EXERCISE GOAL: Output all entries verbatim. Skip pictures.

MATERIAL:
******************************

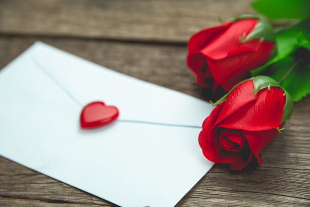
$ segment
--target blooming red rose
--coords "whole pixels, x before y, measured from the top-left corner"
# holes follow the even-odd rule
[[[237,85],[219,101],[203,124],[199,144],[206,157],[241,170],[281,130],[293,102],[275,81],[257,76]]]
[[[239,18],[194,35],[188,44],[187,65],[198,84],[213,91],[220,85],[228,91],[267,61],[275,39],[267,22]]]

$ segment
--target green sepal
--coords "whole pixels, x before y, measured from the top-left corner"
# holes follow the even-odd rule
[[[285,89],[283,88],[282,89],[284,91],[284,94],[283,96],[286,97],[286,100],[285,101],[285,105],[284,105],[284,108],[283,108],[283,114],[282,116],[282,119],[281,119],[281,123],[283,123],[284,121],[288,121],[293,113],[293,102],[292,97],[289,94]]]
[[[217,101],[215,103],[211,103],[213,106],[218,105],[219,104],[225,102],[227,97],[229,94],[239,85],[241,84],[252,80],[253,81],[253,84],[254,85],[254,89],[252,91],[253,93],[257,94],[261,89],[267,88],[268,90],[270,89],[271,87],[277,87],[281,89],[284,92],[283,96],[286,97],[285,104],[283,108],[283,113],[282,114],[282,117],[281,120],[281,123],[283,123],[284,121],[288,120],[293,112],[293,102],[291,95],[283,88],[281,87],[281,85],[277,81],[275,81],[272,78],[268,76],[259,75],[249,78],[243,81],[239,82],[238,84],[236,85],[233,87],[230,91],[229,91],[226,94],[222,97],[220,100]]]
[[[239,85],[240,85],[241,84],[249,80],[251,80],[253,79],[253,78],[249,78],[248,79],[246,79],[245,80],[243,80],[241,82],[239,82],[237,85],[236,85],[235,86],[234,86],[231,89],[230,89],[230,91],[229,91],[229,92],[227,92],[227,94],[226,94],[225,95],[224,95],[222,98],[221,98],[219,100],[218,100],[216,102],[213,103],[212,102],[211,102],[211,104],[214,106],[215,105],[218,105],[219,104],[221,104],[221,103],[223,103],[224,102],[225,102],[226,100],[227,99],[227,97],[228,97],[228,96],[229,95],[229,94],[230,94],[230,93]]]
[[[258,39],[261,41],[275,42],[276,34],[271,25],[265,21],[258,21],[253,30],[243,38],[242,42],[245,43],[255,39]]]
[[[281,88],[281,85],[279,84],[279,83],[270,77],[258,75],[253,78],[253,84],[254,84],[254,89],[253,91],[254,94],[257,94],[260,90],[265,88],[268,88],[269,90],[271,87]]]

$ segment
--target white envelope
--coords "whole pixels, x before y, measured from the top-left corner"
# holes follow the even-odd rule
[[[42,43],[0,71],[0,155],[121,206],[173,207],[213,165],[198,141],[210,104]],[[82,130],[95,101],[118,119]]]

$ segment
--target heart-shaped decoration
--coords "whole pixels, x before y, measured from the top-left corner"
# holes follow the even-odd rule
[[[101,102],[92,102],[83,108],[80,121],[83,128],[104,125],[115,120],[118,109],[115,106],[106,106]]]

******************************

THE RESULT:
$ segment
--target blooming red rose
--coords "whole pixels, x before y, measured from the top-left corner"
# holes follow the even-odd rule
[[[237,85],[219,101],[203,124],[199,144],[206,157],[241,170],[281,130],[293,102],[275,81],[257,76]]]
[[[239,18],[194,35],[188,44],[187,65],[198,84],[213,91],[220,85],[228,91],[267,61],[275,39],[267,22]]]

$ segment
--target green sepal
--coords "whole pixels, x before y, measured from the top-left corner"
# holes follow the even-odd rule
[[[285,89],[283,88],[282,89],[284,91],[284,94],[283,96],[286,97],[286,100],[285,101],[285,105],[284,105],[284,108],[283,108],[283,114],[282,116],[282,119],[281,119],[281,123],[283,123],[284,121],[288,121],[293,113],[293,102],[292,97],[289,94]]]
[[[217,101],[215,103],[211,103],[213,106],[218,105],[219,104],[225,102],[227,97],[229,94],[239,85],[241,84],[252,80],[253,81],[253,84],[254,85],[254,89],[252,91],[253,93],[257,94],[261,89],[267,88],[268,90],[270,89],[271,87],[277,87],[281,89],[284,92],[283,96],[286,97],[285,104],[283,108],[283,113],[282,114],[282,117],[281,120],[281,123],[283,123],[284,121],[288,120],[293,112],[293,102],[291,95],[283,88],[281,87],[281,85],[277,81],[275,81],[272,78],[268,76],[259,75],[249,78],[243,81],[239,82],[238,84],[236,85],[233,87],[230,91],[229,91],[226,94],[222,97],[220,100]]]
[[[239,85],[240,85],[241,84],[249,80],[251,80],[253,79],[253,78],[249,78],[248,79],[246,79],[245,80],[243,80],[241,82],[239,82],[237,85],[236,85],[235,86],[234,86],[231,89],[230,89],[230,91],[229,91],[229,92],[227,92],[227,94],[226,94],[225,95],[224,95],[222,98],[221,98],[219,100],[218,100],[216,102],[213,103],[212,102],[211,102],[211,104],[214,106],[215,105],[218,105],[219,104],[221,104],[221,103],[223,103],[224,102],[225,102],[226,100],[227,99],[227,97],[228,97],[228,96],[229,95],[229,94],[230,94],[230,93]]]
[[[258,39],[261,41],[275,42],[276,34],[271,25],[265,21],[258,21],[253,30],[243,38],[242,42],[245,43],[255,39]]]
[[[281,88],[281,85],[279,84],[279,83],[270,77],[258,75],[253,78],[253,84],[254,84],[254,89],[253,91],[254,94],[257,94],[260,90],[265,88],[268,88],[269,90],[271,87]]]

$ segment
--target white envelope
--coords "whole pixels, x before y, measured from the top-left corner"
# holes follow the even-odd rule
[[[42,43],[0,71],[0,155],[121,206],[173,207],[213,165],[198,141],[210,104]],[[82,130],[95,101],[118,119]]]

$ segment
--target heart-shaped decoration
--coords "whole pixels, x before y, measured from the top-left corner"
# holes follow the even-odd rule
[[[101,102],[92,102],[83,108],[80,121],[83,128],[104,125],[115,120],[118,109],[115,106],[106,106]]]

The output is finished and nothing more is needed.